=== Exercise data ===

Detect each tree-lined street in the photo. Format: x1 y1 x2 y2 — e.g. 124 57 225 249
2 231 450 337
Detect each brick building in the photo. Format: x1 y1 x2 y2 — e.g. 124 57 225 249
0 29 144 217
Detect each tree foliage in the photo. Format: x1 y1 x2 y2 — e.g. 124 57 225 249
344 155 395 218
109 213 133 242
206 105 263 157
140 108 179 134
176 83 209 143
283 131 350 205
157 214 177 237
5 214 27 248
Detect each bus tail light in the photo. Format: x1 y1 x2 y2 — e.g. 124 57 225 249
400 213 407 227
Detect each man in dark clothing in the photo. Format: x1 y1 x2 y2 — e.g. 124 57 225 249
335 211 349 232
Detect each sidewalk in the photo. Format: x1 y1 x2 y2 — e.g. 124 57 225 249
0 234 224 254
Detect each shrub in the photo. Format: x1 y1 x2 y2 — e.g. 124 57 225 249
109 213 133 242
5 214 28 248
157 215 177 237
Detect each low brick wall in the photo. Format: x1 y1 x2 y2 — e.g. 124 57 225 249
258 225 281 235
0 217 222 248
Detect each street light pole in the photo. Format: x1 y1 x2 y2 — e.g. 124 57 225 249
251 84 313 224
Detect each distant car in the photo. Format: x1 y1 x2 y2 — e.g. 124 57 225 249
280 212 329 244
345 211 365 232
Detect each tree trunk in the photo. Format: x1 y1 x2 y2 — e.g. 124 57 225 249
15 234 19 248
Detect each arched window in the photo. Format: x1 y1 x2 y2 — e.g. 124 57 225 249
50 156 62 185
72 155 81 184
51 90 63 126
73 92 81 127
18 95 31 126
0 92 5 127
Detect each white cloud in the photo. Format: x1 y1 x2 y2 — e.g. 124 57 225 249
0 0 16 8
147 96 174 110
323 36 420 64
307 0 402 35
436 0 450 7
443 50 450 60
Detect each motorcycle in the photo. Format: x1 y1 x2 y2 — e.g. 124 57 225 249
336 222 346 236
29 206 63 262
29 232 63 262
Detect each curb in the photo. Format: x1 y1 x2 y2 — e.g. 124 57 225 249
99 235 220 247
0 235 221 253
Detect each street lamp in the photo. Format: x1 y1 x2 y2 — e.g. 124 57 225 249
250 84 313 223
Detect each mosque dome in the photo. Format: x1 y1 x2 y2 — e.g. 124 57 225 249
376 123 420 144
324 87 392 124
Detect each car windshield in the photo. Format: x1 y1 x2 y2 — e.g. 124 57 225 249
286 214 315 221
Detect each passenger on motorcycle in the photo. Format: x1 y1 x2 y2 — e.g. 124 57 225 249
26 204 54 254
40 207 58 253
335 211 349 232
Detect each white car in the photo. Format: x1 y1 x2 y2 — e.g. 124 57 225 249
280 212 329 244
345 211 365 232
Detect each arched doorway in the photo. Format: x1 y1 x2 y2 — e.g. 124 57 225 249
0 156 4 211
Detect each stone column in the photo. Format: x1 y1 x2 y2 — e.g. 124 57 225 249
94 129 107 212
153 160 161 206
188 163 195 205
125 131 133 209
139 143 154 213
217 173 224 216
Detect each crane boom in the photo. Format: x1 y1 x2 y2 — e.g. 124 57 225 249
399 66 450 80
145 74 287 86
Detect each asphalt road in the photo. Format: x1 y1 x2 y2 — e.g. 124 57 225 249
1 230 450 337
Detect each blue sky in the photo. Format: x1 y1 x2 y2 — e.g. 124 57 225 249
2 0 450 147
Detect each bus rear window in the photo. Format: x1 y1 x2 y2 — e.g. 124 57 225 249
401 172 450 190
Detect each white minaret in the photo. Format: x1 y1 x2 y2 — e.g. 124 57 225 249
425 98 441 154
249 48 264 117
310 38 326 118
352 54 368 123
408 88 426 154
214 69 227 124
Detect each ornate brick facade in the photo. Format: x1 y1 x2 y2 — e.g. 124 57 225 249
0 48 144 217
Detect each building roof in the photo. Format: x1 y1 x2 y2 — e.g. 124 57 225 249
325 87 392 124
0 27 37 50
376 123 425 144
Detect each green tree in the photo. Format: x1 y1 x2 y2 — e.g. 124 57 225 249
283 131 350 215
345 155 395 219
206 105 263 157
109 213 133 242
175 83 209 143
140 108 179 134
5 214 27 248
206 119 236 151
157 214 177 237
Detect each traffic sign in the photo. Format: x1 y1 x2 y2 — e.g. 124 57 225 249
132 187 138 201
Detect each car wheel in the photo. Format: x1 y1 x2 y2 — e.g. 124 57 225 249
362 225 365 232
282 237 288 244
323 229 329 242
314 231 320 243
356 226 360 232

---

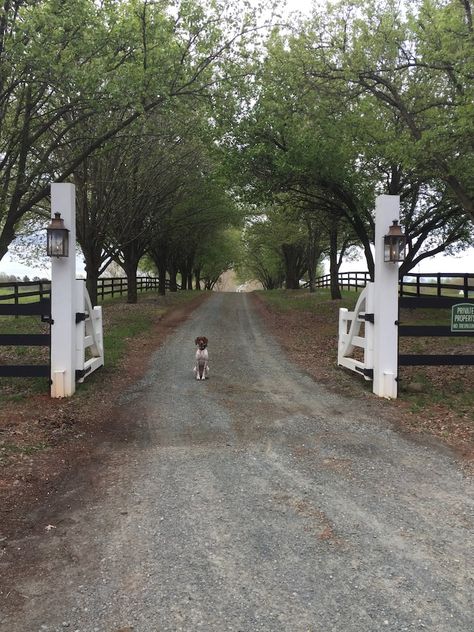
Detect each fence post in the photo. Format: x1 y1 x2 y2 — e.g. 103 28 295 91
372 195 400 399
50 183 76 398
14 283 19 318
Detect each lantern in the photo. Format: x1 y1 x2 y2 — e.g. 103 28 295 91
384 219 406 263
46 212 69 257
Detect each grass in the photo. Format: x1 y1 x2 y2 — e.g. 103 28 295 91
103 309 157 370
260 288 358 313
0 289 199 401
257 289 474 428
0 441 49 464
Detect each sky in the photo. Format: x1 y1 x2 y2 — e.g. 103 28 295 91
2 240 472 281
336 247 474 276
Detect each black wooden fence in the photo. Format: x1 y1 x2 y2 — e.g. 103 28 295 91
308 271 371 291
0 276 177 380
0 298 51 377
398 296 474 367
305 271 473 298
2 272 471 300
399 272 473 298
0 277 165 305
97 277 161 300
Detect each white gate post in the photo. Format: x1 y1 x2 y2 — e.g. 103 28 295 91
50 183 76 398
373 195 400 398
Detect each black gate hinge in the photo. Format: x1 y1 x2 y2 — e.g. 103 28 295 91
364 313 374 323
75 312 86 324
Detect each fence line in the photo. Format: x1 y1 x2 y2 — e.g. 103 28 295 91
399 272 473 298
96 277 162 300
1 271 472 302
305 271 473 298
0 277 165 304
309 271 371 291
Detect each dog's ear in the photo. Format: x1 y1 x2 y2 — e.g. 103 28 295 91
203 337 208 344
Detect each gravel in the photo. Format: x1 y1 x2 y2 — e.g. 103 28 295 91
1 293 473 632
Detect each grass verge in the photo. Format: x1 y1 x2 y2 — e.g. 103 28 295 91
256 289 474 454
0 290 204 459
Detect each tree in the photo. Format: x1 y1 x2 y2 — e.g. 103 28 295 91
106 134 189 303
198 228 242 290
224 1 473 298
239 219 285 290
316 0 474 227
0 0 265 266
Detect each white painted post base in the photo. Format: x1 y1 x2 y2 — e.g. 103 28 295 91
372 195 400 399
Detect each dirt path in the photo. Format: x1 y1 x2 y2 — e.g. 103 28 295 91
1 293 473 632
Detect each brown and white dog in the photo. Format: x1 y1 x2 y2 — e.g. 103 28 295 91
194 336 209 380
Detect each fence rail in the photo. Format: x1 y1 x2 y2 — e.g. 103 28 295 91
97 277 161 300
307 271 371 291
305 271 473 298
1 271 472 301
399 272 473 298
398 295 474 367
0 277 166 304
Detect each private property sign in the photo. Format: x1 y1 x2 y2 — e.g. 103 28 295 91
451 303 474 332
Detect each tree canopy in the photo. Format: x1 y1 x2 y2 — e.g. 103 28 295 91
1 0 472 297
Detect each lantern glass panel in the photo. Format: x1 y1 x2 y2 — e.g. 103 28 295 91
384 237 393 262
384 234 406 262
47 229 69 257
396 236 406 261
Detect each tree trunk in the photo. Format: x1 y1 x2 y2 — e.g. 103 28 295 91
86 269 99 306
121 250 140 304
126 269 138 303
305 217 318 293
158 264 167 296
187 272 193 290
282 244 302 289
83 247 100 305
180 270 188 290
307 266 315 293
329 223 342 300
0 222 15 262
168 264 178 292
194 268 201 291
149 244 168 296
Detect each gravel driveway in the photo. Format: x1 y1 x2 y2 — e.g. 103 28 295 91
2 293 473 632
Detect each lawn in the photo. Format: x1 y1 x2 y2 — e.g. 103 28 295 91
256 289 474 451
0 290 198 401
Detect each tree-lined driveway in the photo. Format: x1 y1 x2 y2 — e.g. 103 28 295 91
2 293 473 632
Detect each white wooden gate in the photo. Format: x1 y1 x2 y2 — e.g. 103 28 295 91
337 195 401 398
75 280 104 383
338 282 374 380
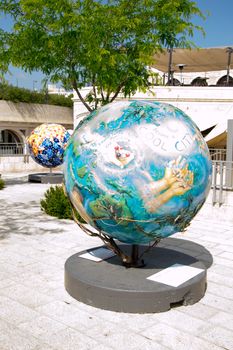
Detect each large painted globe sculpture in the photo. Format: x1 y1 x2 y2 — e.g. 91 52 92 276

=== Work task ===
From the material above, reproduce only what runs from the line holding "Detect each white wooden" down to the line holding "Detect each large", both included, pictures excluded.

=== Solution to this problem ===
Detect each white wooden gate in the photo. Format: x1 y1 x2 y2 — e.g. 103 28 295 91
337 195 401 398
75 280 104 383
338 282 374 380
Detect each large painted globe sculpture in the photo. Format: x1 y1 x2 y2 — e.g. 91 52 92 276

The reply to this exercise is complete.